### Exercise instructions
Lines holding the word "mane" must be located in the listing below and copied.

### Record extracts
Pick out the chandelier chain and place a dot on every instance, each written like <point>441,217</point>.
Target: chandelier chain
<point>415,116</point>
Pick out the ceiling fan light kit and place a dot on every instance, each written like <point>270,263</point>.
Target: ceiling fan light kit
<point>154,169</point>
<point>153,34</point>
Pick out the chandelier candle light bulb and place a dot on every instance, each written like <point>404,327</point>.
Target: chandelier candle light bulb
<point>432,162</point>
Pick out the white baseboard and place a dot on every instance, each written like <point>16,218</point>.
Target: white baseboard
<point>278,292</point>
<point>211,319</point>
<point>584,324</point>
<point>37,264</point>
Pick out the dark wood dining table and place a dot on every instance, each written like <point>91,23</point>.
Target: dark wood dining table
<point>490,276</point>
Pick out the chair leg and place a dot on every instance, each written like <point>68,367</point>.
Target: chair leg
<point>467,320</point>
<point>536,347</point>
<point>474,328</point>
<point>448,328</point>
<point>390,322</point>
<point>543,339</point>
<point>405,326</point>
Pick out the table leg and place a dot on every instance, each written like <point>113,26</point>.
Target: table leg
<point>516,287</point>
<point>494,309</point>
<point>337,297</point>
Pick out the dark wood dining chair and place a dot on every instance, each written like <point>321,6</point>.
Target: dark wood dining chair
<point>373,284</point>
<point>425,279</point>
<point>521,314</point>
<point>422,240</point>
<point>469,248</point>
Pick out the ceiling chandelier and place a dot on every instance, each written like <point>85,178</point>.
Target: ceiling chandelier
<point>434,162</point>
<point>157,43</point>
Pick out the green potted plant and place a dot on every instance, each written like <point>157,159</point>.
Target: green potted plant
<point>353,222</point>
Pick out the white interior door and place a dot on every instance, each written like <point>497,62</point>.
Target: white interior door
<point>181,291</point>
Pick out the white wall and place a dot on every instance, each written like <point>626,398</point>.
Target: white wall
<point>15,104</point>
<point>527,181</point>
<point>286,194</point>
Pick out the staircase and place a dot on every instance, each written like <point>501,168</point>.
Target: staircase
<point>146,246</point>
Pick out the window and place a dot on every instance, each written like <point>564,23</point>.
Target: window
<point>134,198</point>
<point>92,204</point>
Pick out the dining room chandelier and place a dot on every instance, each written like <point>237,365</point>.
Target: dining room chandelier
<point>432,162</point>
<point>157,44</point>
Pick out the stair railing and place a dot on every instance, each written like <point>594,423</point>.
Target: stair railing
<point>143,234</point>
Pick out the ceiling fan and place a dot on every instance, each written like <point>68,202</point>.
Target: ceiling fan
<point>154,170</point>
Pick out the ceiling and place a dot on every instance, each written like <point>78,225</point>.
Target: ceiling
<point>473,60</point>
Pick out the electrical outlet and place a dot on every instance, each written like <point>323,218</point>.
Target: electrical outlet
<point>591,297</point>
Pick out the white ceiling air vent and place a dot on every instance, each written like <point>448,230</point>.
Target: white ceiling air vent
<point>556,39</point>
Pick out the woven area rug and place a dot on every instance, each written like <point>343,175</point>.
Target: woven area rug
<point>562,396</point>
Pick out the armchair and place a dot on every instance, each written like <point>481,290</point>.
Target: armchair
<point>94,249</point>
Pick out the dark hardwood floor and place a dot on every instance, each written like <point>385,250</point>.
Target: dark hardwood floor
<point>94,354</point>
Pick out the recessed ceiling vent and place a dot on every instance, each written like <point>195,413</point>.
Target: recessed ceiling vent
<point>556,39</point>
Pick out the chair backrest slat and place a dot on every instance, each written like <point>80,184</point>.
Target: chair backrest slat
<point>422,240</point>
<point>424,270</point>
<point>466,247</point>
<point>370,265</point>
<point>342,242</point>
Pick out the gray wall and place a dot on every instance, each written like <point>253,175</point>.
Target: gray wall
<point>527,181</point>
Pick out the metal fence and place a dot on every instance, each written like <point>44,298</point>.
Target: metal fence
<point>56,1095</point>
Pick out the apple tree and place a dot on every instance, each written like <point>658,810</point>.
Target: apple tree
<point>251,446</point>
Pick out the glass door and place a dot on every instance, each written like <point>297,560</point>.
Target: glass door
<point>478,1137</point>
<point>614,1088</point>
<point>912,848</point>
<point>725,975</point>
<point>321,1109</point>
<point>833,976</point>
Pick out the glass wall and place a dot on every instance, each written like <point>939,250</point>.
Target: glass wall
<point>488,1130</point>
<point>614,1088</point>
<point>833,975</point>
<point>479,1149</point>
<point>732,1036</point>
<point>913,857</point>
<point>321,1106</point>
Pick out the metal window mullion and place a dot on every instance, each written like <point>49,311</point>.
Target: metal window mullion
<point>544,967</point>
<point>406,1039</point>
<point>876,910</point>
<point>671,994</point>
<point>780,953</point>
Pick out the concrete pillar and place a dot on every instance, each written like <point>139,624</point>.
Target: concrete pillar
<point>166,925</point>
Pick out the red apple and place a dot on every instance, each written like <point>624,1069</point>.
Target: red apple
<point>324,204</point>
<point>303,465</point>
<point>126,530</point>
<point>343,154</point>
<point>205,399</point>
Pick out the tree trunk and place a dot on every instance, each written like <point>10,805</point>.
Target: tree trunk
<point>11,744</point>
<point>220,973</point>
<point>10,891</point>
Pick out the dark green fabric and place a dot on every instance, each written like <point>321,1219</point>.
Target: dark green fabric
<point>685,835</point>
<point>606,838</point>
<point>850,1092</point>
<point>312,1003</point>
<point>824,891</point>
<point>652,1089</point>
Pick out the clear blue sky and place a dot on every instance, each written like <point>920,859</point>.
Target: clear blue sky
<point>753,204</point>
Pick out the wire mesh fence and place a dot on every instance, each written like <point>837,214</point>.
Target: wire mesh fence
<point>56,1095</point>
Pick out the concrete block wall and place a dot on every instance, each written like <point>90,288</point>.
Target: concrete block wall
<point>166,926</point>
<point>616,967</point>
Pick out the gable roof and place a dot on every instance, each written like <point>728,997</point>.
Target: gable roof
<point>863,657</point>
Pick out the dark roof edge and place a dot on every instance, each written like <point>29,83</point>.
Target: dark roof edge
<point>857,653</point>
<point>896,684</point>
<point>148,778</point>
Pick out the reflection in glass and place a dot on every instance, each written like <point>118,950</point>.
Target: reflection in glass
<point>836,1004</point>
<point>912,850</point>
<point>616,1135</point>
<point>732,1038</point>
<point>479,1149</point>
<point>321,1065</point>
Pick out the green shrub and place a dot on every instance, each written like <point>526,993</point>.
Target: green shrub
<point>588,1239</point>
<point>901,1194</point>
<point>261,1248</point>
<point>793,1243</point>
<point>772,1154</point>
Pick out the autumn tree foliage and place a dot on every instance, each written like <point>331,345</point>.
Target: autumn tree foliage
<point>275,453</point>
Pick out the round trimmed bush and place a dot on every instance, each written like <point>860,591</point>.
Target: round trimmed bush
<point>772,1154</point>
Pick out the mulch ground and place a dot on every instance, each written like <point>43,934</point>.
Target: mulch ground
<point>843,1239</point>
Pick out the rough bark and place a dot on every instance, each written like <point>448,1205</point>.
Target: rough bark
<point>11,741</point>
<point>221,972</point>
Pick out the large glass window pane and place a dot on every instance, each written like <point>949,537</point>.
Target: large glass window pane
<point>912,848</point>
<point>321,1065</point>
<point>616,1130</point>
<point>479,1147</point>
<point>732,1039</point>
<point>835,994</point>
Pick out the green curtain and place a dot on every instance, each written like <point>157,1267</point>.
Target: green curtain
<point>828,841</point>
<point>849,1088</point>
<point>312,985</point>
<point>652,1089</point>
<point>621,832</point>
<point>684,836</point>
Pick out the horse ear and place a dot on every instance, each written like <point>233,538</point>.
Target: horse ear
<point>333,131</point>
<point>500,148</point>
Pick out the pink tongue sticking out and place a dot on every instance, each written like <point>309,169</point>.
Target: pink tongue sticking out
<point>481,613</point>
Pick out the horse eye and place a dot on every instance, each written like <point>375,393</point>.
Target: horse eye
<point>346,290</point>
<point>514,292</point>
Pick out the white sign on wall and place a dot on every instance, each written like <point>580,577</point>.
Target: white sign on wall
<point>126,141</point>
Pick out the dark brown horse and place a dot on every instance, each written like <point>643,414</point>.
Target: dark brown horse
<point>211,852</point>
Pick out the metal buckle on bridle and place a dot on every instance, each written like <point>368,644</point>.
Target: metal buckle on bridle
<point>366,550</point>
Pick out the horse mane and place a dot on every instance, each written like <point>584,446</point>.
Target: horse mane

### Solution
Pick out the horse mane and place a dot on every instance, each written like <point>584,446</point>.
Target: horse mane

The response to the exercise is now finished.